(SHORT PROBLEM) Pick out each line of the records that contains the string "query" and copy those lines in order.

(Dataset rows)
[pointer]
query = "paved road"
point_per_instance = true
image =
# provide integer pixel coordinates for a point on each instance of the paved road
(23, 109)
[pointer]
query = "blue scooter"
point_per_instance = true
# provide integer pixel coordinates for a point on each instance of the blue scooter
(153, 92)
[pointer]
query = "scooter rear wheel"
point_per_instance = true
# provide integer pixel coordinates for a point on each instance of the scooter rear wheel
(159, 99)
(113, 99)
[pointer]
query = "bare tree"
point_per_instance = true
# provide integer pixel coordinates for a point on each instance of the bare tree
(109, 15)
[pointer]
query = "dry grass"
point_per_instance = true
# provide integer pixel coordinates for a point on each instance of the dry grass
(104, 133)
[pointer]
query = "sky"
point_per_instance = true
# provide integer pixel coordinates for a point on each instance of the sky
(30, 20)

...

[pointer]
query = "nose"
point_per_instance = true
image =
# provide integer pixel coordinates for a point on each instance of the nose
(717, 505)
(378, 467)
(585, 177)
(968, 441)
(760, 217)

(REPLY)
query = "paved road"
query = "blue scooter"
query = "scooter rear wheel"
query = "bare tree"
query = "dry grass"
query = "sky"
query = "nose"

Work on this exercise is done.